(WHAT THE TASK ASKS): Reproduce only the stretch of entries below that begins at the first line and ends at the line holding "Target: bare tree trunk".

(SOURCE INFORMATION):
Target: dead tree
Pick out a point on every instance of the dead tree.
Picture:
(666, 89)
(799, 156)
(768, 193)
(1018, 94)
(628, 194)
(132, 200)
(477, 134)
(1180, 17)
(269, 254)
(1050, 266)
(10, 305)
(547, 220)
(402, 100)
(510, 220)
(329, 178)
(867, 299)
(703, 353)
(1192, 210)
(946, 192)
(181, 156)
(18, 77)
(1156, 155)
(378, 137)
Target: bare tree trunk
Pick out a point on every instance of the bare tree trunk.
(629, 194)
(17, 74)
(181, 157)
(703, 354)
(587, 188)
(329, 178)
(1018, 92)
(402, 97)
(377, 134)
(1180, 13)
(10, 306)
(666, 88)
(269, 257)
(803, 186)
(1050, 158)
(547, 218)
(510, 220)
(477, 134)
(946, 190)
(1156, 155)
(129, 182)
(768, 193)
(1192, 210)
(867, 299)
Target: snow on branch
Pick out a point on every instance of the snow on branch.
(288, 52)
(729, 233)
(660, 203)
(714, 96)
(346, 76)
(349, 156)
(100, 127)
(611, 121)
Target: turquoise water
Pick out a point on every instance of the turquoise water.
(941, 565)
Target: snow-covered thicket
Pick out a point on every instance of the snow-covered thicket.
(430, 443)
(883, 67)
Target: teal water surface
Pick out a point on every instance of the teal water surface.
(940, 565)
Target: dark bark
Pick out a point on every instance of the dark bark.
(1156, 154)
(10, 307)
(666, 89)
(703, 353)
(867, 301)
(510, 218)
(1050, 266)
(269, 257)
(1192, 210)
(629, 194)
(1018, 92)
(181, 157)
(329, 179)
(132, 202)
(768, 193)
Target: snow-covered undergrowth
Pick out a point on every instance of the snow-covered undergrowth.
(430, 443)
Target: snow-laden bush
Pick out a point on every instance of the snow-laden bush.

(YOUR RESPONSE):
Target: dead tree
Pick out a point on every instance of the dead tree.
Picture:
(666, 89)
(799, 156)
(768, 193)
(1018, 94)
(628, 194)
(132, 200)
(477, 134)
(1180, 17)
(269, 254)
(1050, 266)
(10, 305)
(547, 220)
(402, 100)
(510, 220)
(329, 178)
(867, 299)
(703, 353)
(1192, 210)
(946, 192)
(181, 156)
(18, 77)
(1156, 155)
(378, 137)
Target: bare tree trunk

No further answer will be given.